=== Selected passage ===
There is also added to the epoxidation reaction, as catalyst, the complex of (i) a low molecular weight linear saturated diol and (ii) a molybdenum compound which may be an oxide of molybdenum, an acid of molybdenum, or an alkali metal or ammonium salt of an acid of molybdenum.
The lower molecular weight linear saturated diol may contain 2-8 carbon atoms. The preferred diols may be propylene glycol or more preferably ethylene glycol.
The molybdenum oxide may be molybdenum sesquioxide Mo2 O3, molybdenum dioxide MoO2, molybdenum trioxide MoO3, molybdenum pentoxide Mo2 O5, or molybdenum blue oxide MoO2.5-3.XH2 O. The acid of molybdenum may be H2 MoO4 (or MoO3.H2 O) or H2 MoO4.H2 O (or MoO3.2H2 O). The ammonium molybdate may be (NH4)2 MoO4, (NH4)2 Mo2 O7, (NH4)6 Mo7 O24.4H2 O, etc. The preferred molybdenum compound may be ammonium molybdate (NH4)2 MoO4, ammonium dimolybdate (NH4)2 Mo2 O7 or sodium molybdate Na2 MoO4.
=== Extracted records ===
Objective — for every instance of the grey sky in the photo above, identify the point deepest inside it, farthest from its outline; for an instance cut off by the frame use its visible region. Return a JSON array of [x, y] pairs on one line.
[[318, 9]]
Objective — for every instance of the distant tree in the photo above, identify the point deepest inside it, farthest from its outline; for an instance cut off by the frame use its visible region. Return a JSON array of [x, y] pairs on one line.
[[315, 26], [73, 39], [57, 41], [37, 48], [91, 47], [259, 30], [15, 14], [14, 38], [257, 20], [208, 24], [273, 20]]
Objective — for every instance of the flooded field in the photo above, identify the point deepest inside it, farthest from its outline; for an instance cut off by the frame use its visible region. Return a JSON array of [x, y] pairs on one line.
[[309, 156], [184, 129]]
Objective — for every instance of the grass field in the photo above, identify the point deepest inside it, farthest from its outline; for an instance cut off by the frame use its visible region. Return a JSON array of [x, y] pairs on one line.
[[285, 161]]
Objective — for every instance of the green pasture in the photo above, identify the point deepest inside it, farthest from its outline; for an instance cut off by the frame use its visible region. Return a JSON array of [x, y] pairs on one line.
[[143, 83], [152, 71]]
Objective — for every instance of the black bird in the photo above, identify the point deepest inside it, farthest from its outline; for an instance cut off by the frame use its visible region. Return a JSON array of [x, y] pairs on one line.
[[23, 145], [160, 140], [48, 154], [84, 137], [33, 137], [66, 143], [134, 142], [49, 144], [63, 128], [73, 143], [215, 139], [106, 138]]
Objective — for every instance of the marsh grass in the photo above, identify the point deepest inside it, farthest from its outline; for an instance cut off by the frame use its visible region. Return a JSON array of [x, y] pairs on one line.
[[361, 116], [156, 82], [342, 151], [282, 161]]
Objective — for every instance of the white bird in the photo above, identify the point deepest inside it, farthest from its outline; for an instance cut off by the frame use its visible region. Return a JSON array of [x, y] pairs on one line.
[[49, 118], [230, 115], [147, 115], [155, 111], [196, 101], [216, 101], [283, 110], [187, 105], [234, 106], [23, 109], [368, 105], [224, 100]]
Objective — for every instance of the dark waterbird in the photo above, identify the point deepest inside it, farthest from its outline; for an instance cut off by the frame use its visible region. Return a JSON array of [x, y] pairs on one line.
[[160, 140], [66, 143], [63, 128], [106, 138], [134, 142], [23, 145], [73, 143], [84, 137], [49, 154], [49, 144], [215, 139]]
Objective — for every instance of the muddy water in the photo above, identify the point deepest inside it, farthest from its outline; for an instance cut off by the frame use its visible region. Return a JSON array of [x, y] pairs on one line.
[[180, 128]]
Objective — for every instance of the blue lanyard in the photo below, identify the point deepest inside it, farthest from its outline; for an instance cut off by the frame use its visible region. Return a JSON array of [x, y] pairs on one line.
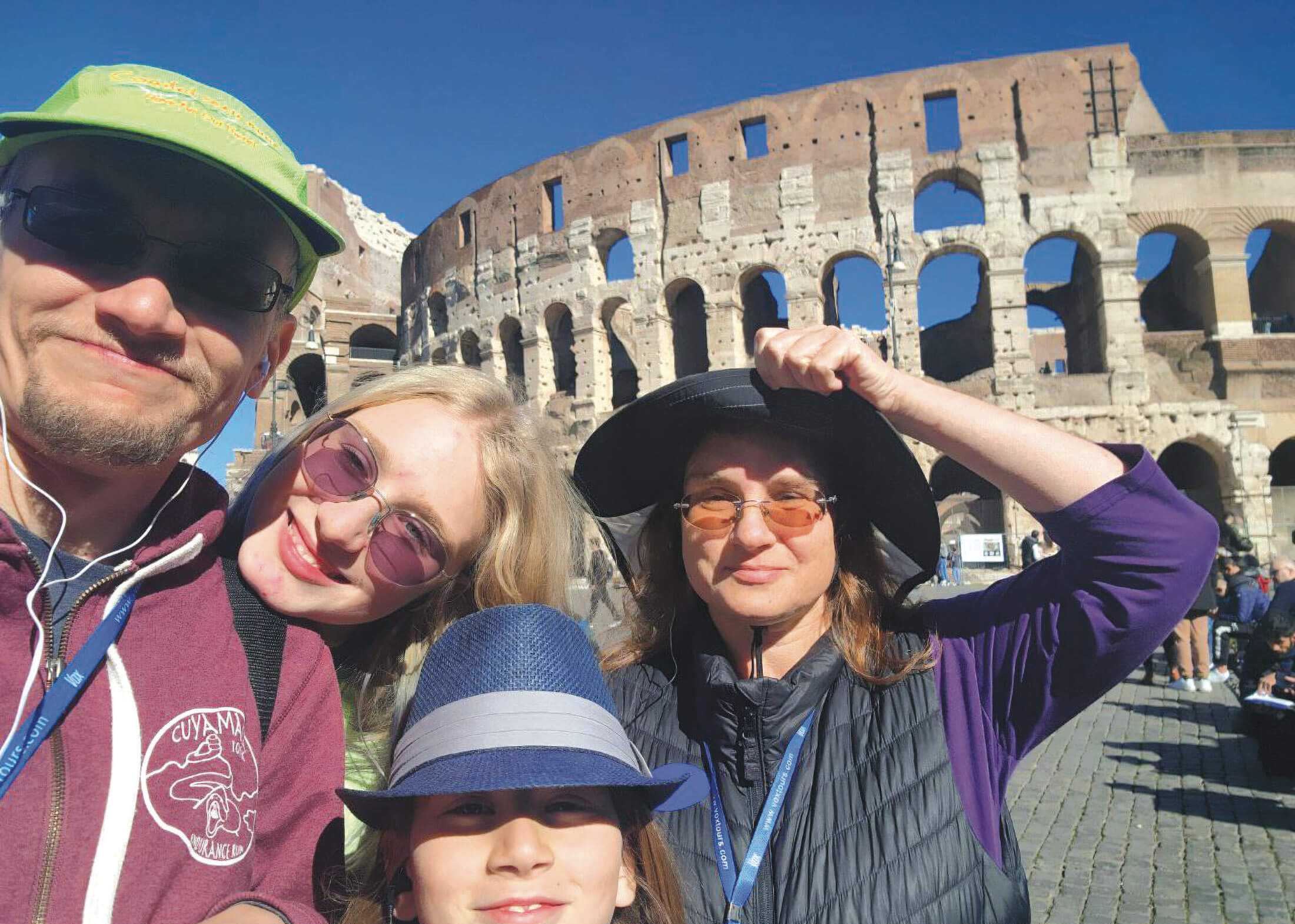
===
**Written tasks**
1 - In the passage on the molybdenum catalyst, how many carbon atoms may the low molecular weight linear saturated diol contain?
2 - Using the passage on the molybdenum catalyst, explain in one to three sentences what the catalyst added to the epoxidation reaction consists of.
3 - Resume the passage on the molybdenum catalyst, picking up after its final sentence.

**Answers for this exercise**
1 - It may contain 2-8 carbon atoms.

2 - The catalyst is a complex of a low molecular weight linear saturated diol and a molybdenum compound. The molybdenum compound may be an oxide of molybdenum, an acid of molybdenum, or an alkali metal or ammonium salt of an acid of molybdenum.

3 -
The catalyst for the epoxidation of the charge olefin to the product olefin oxide may be formed by heating a mixture of 4-20 moles, preferably 8-16 moles, say 10 moles of low molecular weight saturated diol and one mole of moiybdenum compound to 50°C-150°C, preferably 90° C.-120°C, say 100°C at 10-50 psig, preferably 14-15 psig, say 14.7 psig for 0.1-24 hours, preferably 0.5-1.5 hours, say 1 hour. Typically the diol is present in substantial excess to provide a final reaction product catalyst in that excess of diluent/solvent. That final reaction product typically contains 3-15 w % preferably 6-12 w %, say 9 w % of by-product water. The liquid reaction mixture is cooled to about 40°-50°C and then heated under vacuum to about 100°C to remove water as overhead.
The catalyst as prepared is typically a clear, light yellow solution which contains 5-25 w %, preferably 10-15 w %, say 12 w % molybdenum; 0-3 w %, preferably 0-0.3 w %, say 0.16 w % alkali metal such as sodium; 20-50 w %, preferably 25-45 w %, say 45 w % of complex, 25-75 w %, preferably 40-60 w %, say 55 w % of unreacted diol; 0.1-3 w %, preferably 0.5-2 w %, say 1 w % of water; and it typically has an acid number of greater than about 50, preferably 50-150, say 100. Levels of acid may be as high as 5 w %--formic acid, acetic acid, and isohutyric acids may be present typically in amounts respectively of 3 w %, 0.5 w %, and 0.2 w %. Sap. No may be as high as 220 mg. KOH/g. Heavy metals may he present in amount up to 10-15 wppm. Typically the mix may contain Fe (4 ppm), Cr (<1 ppm) and Ni (4 ppm). The viscosity may he 130 cs/100° F. or 21 cs/150° F. pH is typically 2-3, say 2.8. Specific Gravity is typically about 1.07 at 150° F. Mn is typically about 180.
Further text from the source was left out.